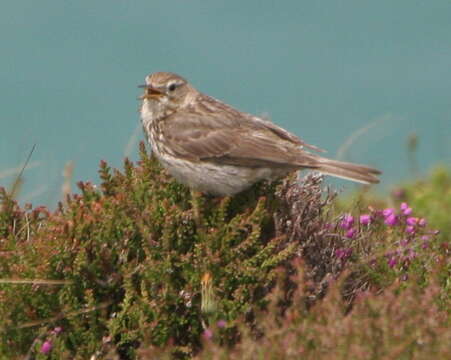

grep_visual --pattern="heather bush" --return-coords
[0,145,450,359]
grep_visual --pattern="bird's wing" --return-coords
[161,107,322,167]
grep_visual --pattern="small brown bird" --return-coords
[140,72,381,196]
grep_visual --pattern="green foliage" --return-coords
[0,145,451,359]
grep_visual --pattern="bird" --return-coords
[139,72,381,196]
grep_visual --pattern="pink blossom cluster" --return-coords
[334,202,439,268]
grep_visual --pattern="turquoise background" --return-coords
[0,0,451,206]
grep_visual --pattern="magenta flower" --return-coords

__________________________________________________

Work to do: Turn the records above into a numbered list with one line per item, skipping blank lines and leaving out the picture.

Result for this task:
1. grep_visual --pattern="heather bush" --return-coords
2. [0,145,450,359]
3. grep_visual --pattern="bird's wing" --return-coords
4. [161,107,322,167]
5. grep_visual --pattern="small brown bird" --return-coords
6. [140,72,381,196]
7. grep_visual --pattern="green foliage" --return-coords
8. [0,145,451,359]
9. grep_visual --pattern="bird" --return-coords
10. [139,72,381,196]
11. grep_visual --pattern="pink blossom cluster" --return-coords
12. [334,202,439,268]
13. grep_visual --pattern="turquoise background" --return-coords
14. [0,0,451,206]
15. grep_visual --pattern="magenta flower" --return-coords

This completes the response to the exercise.